■ EXERCISES:
1. Answer these questions about the text on robotic mitral valve repair:
(a) What job does the patient hold?
(b) At what age did his yearly exam uncover a heart murmur?
(c) Who was the first person he dealt with at the institute, and what was her role?
2. Using the text on robotic mitral valve repair, explain why the nurse found the result of the bedside echocardiogram so impressive.

The nurse was impressed. Recuperating from robotic mitral valve repair surgery at Hoag’s Jeffrey M. Carlton Heart & Vascular Institute, Kenneth Kamp said a nurse performed a bedside echocardiogram on him and commended the repair. No sign of leakage. Something you’d expect in a valve replacement surgery but remarkable in a repair. Incredible job.
“I said, why don’t you tell him that,” Kemp laughs. Unbeknownst to the nurse, Kemp’s surgeon Asad Shah, M.D., co-director of the institute, had been standing in the doorway. “He came in the room and touched my foot and said, ‘I told you, you’d be alright.’”
Kemp never had any doubt.
A Los Angeles firefighter, Kemp undergoes rigorous physicals every year. At the age of 55, his exam uncovered a heart murmur. He had no symptoms and no idea that his mitral valve was leaking, but his cardiologist recommended surgery. When he told his parents about the diagnosis, Kemp’s father let him in on a secret: He was scheduled to undergo open heart surgery the next month with Dr. Shah.
“My dad keeps things close to the vest, but he said, ‘Why don’t you go see Dr. Shah?’”
Kemp’s cardiologist agreed, telling him, “I’m the best out here. But at Hoag, they’re even better.”
“They were right,” Kemp said. “Dr. Shah was so confident and reassuring. Everyone, from the nurses to the doctors, were amazing.”
Kemp’s first interaction was with Barbara Eklund-Horn, M.N.S., R.N., a cardiac nurse navigator.

■ RECORDED DATA:
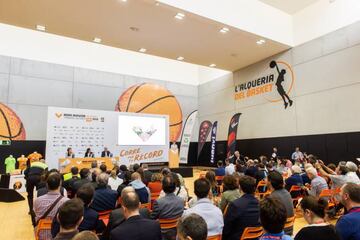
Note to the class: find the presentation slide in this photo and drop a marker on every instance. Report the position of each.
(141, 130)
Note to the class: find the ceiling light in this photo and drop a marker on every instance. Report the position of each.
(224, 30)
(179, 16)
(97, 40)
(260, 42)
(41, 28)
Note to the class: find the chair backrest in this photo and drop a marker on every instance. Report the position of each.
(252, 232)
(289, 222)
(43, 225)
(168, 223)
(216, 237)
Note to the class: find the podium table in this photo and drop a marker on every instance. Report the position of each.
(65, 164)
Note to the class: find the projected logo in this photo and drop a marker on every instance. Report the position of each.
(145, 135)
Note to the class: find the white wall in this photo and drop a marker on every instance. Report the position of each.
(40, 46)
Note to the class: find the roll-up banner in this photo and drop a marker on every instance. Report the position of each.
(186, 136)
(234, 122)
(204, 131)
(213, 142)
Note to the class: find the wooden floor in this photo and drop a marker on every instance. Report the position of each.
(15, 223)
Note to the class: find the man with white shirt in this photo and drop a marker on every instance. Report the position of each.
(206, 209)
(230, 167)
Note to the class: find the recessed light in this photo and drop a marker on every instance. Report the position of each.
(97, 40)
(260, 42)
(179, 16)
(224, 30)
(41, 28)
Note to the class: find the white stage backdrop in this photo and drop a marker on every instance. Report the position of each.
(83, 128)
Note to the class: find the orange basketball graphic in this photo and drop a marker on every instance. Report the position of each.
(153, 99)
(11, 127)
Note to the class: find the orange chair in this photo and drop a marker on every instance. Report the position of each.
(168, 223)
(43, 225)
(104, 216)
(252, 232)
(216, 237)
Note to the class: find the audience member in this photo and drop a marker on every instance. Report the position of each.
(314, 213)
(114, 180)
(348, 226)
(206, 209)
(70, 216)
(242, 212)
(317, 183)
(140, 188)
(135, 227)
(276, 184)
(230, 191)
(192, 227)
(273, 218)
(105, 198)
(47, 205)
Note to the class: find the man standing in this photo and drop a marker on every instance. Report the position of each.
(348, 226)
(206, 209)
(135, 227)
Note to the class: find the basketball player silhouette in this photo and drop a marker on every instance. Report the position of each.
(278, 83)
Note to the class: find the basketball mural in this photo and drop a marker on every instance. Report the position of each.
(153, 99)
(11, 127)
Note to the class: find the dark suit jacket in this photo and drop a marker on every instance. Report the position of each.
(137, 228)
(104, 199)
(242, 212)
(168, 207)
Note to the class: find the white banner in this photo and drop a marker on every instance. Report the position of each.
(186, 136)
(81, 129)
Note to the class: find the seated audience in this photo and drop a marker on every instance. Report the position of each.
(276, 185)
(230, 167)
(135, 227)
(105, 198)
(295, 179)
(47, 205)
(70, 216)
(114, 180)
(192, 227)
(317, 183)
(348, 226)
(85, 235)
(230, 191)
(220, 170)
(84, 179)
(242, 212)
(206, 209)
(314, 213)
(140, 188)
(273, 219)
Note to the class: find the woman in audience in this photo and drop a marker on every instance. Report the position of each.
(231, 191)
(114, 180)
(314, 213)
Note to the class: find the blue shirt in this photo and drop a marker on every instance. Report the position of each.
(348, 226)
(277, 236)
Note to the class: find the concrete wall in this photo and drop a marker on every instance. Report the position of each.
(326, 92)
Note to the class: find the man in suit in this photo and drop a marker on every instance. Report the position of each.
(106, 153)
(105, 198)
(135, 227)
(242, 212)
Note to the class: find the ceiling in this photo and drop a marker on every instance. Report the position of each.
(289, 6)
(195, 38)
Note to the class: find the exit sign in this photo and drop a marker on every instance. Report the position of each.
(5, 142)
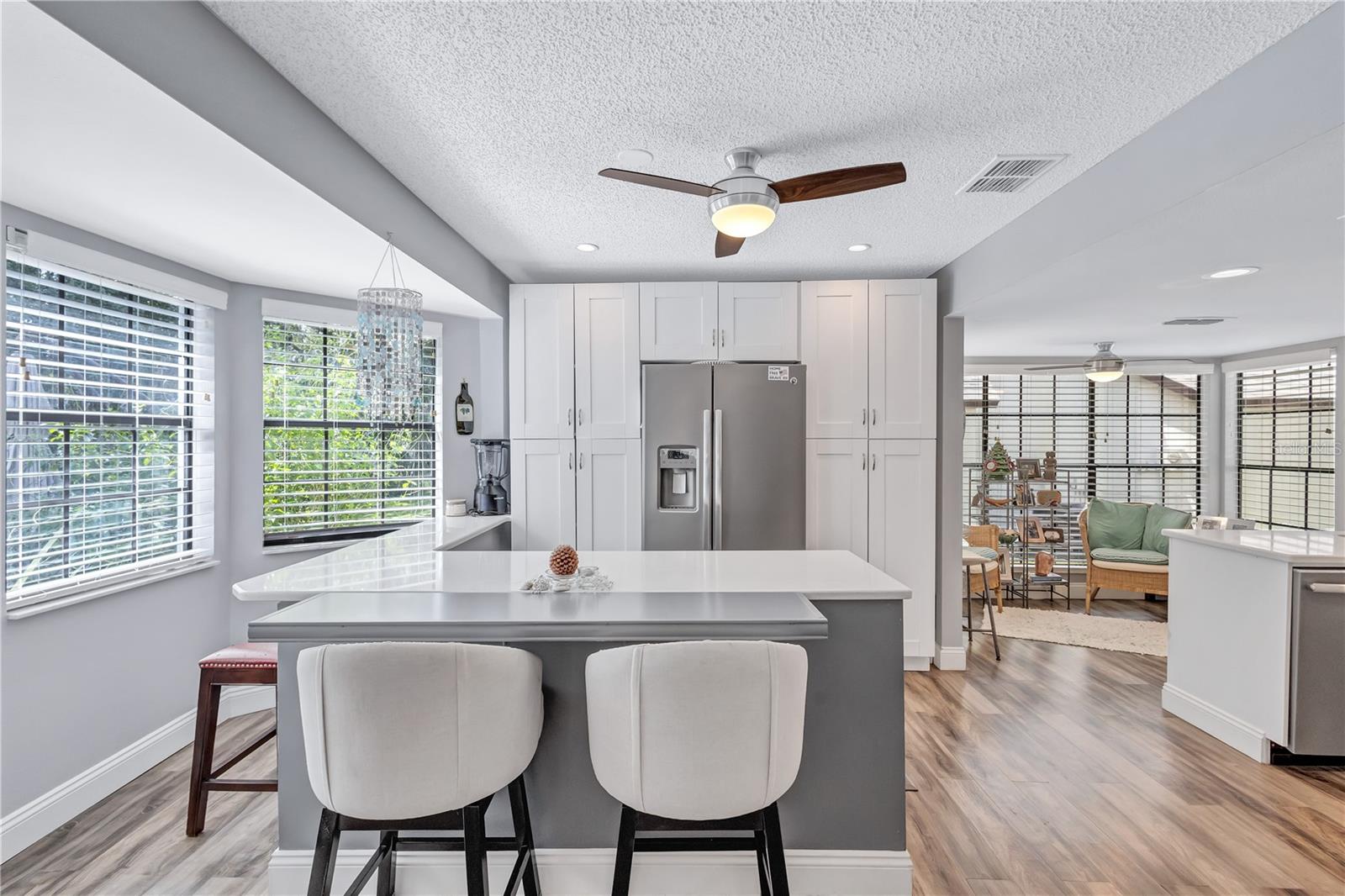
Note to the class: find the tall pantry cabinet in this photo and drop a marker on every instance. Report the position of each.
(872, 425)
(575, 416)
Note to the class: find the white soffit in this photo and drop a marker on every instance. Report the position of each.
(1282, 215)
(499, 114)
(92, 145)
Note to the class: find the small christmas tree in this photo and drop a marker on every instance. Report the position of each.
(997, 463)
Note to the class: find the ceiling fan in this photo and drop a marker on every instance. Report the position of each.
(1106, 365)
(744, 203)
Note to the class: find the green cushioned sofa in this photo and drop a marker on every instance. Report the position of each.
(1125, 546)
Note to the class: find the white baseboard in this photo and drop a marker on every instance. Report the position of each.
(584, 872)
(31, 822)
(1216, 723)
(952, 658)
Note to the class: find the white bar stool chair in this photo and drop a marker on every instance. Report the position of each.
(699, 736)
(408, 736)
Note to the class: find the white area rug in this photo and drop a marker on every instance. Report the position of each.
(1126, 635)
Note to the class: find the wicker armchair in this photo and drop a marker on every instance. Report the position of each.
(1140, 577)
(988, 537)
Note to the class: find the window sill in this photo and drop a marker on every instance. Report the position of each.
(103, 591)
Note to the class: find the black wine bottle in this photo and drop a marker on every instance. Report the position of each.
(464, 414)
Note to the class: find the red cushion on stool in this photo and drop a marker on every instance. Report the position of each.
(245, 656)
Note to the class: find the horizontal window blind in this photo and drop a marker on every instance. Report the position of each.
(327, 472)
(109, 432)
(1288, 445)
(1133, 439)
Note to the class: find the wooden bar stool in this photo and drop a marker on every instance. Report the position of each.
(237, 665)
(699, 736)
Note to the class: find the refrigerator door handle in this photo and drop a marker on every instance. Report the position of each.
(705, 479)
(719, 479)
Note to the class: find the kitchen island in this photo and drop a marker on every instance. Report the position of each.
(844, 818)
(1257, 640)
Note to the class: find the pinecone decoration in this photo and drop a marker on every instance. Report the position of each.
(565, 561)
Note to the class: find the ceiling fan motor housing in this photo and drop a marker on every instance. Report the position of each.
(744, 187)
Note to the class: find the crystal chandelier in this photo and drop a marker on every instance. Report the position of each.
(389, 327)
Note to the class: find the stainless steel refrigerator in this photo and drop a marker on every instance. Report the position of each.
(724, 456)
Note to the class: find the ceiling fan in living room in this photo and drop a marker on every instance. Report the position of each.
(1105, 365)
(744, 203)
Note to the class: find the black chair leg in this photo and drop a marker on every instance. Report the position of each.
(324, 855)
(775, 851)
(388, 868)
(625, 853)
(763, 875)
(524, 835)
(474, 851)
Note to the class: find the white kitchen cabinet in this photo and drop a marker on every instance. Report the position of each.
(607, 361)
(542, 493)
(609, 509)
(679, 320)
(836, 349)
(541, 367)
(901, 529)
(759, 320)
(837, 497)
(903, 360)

==

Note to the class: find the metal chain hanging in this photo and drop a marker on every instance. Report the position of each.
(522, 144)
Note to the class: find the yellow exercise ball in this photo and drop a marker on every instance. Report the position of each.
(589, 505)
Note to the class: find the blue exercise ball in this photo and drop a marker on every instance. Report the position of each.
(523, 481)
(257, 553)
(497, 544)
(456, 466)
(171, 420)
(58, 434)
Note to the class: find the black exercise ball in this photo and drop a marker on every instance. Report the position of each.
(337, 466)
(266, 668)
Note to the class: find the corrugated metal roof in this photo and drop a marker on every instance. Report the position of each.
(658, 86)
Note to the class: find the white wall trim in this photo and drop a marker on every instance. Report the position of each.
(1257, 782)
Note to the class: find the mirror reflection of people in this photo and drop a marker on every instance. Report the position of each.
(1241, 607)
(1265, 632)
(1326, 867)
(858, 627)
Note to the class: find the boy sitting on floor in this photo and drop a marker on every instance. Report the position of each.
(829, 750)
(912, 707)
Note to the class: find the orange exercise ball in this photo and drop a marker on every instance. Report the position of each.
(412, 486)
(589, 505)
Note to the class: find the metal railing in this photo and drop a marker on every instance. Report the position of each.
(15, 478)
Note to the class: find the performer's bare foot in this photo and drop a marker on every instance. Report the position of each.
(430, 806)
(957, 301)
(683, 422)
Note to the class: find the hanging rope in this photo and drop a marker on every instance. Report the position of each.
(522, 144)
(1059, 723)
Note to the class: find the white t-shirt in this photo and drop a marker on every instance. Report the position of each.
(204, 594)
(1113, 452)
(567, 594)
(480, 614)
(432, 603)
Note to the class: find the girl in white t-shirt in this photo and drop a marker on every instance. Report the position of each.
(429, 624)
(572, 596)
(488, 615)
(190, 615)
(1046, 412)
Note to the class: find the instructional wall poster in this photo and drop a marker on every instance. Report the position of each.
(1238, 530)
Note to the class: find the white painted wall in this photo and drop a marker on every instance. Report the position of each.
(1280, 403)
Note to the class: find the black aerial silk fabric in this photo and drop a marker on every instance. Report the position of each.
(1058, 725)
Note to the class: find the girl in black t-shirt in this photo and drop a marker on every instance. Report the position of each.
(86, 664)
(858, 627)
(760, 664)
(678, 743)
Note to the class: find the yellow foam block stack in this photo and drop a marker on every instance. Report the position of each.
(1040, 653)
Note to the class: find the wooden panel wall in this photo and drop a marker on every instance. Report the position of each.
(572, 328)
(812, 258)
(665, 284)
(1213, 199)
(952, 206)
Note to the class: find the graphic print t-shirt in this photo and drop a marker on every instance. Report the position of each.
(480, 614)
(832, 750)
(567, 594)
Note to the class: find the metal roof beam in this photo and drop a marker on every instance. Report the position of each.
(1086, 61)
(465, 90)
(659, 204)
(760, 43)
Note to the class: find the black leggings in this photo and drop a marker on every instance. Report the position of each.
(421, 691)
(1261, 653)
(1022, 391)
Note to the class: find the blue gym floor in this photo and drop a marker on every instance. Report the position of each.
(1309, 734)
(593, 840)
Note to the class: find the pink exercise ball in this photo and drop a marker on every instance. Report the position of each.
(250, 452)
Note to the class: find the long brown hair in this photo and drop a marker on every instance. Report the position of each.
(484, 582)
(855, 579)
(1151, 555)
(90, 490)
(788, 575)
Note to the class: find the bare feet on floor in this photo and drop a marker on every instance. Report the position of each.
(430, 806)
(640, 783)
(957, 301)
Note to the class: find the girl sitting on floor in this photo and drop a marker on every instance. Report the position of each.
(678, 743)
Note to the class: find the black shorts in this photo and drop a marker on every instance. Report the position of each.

■ EXPECTED RESULTS:
1.
(a) He is a Los Angeles firefighter.
(b) He was 55.
(c) Barbara Eklund-Horn, M.N.S., R.N., a cardiac nurse navigator.

2. The echocardiogram showed no sign of leakage. That result would be expected after a valve replacement, but it is remarkable after a repair.